* Source passage:
'''

3. (SBU) Sport is another means local officials have seized
upon to positively engage the energies of teens. Karbala
Director General for Youth Karim Abd al-Husayn al-Shiblawi
told PRT officers on July 9 that the province has 13 youth
centers, 70 fields, and 350 soccer clubs. Most of the
centers are dilapidated and in need of refurbishment and
equipment, the fields have no grass, and club players lack
uniforms and shoes. (Note: We have written QRF proposals to
help provide sporting equipment, computers and other
materials for these centers. End Note.) Although the PC has
made teen activities a high priority -- a recent debate over

whether to build a mosque or a soccer pitch was decided in
favor of the latter -- al-Shiblawi said that not enough money
has been allocated toward this end. Late last year, a
contractor began building a Karbala "sports city" that will
include an Olympic-size pool, fields, and tennis and squash
courts. But the funding ran out, al-Shiblawi said, and work
has been on hold for more than three months.

'''

* Items:

'''

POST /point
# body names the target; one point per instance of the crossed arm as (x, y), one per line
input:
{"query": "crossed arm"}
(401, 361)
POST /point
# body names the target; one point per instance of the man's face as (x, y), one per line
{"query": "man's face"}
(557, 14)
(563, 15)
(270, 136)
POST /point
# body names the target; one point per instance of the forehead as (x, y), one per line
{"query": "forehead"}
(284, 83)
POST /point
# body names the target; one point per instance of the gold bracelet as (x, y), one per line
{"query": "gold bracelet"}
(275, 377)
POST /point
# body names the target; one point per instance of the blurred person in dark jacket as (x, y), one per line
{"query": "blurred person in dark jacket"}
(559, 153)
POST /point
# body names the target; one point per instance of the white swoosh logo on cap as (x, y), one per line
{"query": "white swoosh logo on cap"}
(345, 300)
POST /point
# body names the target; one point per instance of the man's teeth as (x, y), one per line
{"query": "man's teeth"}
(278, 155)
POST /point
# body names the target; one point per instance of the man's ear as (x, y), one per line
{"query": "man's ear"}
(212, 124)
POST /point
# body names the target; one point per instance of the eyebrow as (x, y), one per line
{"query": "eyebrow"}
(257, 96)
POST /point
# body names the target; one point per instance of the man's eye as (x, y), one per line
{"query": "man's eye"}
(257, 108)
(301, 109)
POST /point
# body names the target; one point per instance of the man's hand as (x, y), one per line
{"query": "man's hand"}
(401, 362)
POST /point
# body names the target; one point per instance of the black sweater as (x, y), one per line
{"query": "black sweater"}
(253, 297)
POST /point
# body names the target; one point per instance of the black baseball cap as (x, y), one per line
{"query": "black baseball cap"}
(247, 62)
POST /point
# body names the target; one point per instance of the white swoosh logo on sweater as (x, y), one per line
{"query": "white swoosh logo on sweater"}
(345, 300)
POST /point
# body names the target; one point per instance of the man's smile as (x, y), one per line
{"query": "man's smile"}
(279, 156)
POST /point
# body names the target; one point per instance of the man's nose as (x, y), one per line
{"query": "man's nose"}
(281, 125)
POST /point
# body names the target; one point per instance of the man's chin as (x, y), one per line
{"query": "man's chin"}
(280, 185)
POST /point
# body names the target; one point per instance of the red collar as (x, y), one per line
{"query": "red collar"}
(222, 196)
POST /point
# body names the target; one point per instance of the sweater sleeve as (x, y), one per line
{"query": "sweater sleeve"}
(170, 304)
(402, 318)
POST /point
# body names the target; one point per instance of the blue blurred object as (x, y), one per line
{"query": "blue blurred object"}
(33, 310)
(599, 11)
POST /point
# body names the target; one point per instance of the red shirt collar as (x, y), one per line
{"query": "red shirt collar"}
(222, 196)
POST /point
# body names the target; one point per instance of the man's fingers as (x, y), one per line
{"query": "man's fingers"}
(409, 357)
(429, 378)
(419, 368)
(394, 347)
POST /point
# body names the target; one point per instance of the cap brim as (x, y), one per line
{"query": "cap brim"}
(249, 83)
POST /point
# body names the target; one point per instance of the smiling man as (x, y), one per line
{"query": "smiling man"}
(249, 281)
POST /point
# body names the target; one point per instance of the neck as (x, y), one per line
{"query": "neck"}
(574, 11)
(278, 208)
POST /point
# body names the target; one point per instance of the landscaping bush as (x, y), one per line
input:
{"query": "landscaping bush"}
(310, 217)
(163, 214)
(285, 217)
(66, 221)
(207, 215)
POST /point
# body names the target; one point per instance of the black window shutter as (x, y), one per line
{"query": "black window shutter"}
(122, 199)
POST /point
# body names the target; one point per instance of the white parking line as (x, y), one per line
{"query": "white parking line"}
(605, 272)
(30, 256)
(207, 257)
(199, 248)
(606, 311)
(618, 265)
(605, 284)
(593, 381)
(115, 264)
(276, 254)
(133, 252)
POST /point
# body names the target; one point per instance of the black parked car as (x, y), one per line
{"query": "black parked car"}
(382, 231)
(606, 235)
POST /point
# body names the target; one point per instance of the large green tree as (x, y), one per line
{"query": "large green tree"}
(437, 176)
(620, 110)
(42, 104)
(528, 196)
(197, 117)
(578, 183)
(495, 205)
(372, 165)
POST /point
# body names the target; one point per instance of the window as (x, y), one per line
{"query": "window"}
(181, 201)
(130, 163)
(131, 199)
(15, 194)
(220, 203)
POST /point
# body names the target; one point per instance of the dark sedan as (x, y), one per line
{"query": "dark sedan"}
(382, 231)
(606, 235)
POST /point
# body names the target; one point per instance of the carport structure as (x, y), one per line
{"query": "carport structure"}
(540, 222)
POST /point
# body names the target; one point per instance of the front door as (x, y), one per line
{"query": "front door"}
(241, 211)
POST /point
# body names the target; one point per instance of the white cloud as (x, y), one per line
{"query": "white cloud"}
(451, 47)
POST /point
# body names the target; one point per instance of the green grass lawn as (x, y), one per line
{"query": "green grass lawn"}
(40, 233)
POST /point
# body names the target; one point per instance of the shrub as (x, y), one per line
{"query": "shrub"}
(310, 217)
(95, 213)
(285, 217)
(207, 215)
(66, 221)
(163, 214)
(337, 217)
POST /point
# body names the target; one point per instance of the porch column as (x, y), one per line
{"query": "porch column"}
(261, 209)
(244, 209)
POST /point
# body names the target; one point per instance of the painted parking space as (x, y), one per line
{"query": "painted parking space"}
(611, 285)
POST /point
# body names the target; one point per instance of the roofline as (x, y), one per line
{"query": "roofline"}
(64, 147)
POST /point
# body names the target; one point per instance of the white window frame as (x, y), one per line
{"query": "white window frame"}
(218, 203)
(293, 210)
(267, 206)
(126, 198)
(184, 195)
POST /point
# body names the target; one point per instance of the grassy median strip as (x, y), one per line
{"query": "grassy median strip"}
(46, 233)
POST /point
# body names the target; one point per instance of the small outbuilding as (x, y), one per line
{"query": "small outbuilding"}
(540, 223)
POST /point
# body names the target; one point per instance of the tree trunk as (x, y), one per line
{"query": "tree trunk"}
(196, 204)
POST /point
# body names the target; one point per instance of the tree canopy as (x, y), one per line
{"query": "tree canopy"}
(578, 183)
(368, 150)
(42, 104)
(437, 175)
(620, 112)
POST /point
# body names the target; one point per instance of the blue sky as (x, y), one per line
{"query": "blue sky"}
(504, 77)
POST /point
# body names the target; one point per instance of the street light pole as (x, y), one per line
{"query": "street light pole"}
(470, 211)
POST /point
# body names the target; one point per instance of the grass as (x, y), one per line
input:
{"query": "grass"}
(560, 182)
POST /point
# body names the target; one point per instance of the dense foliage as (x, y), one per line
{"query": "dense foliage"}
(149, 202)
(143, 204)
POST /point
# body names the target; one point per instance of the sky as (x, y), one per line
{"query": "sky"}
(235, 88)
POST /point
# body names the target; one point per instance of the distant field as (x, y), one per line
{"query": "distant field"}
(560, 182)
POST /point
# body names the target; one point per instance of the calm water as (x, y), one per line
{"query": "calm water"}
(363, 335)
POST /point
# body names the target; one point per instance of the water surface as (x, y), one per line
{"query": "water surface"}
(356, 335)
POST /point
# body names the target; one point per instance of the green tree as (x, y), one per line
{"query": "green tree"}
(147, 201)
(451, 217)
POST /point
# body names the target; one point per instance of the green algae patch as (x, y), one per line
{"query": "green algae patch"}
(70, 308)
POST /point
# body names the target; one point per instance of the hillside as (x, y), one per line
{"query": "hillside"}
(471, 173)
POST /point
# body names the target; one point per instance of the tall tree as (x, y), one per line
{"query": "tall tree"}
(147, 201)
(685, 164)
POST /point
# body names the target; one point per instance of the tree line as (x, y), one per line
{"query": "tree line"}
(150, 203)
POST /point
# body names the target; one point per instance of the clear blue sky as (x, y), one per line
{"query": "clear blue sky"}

'''

* Stated task:
Copy the passage about youth sports in Karbala word for word, from start to finish.

* Solution to this exercise:
3. (SBU) Sport is another means local officials have seized
upon to positively engage the energies of teens. Karbala
Director General for Youth Karim Abd al-Husayn al-Shiblawi
told PRT officers on July 9 that the province has 13 youth
centers, 70 fields, and 350 soccer clubs. Most of the
centers are dilapidated and in need of refurbishment and
equipment, the fields have no grass, and club players lack
uniforms and shoes. (Note: We have written QRF proposals to
help provide sporting equipment, computers and other
materials for these centers. End Note.) Although the PC has
made teen activities a high priority -- a recent debate over

whether to build a mosque or a soccer pitch was decided in
favor of the latter -- al-Shiblawi said that not enough money
has been allocated toward this end. Late last year, a
contractor began building a Karbala "sports city" that will
include an Olympic-size pool, fields, and tennis and squash
courts. But the funding ran out, al-Shiblawi said, and work
has been on hold for more than three months.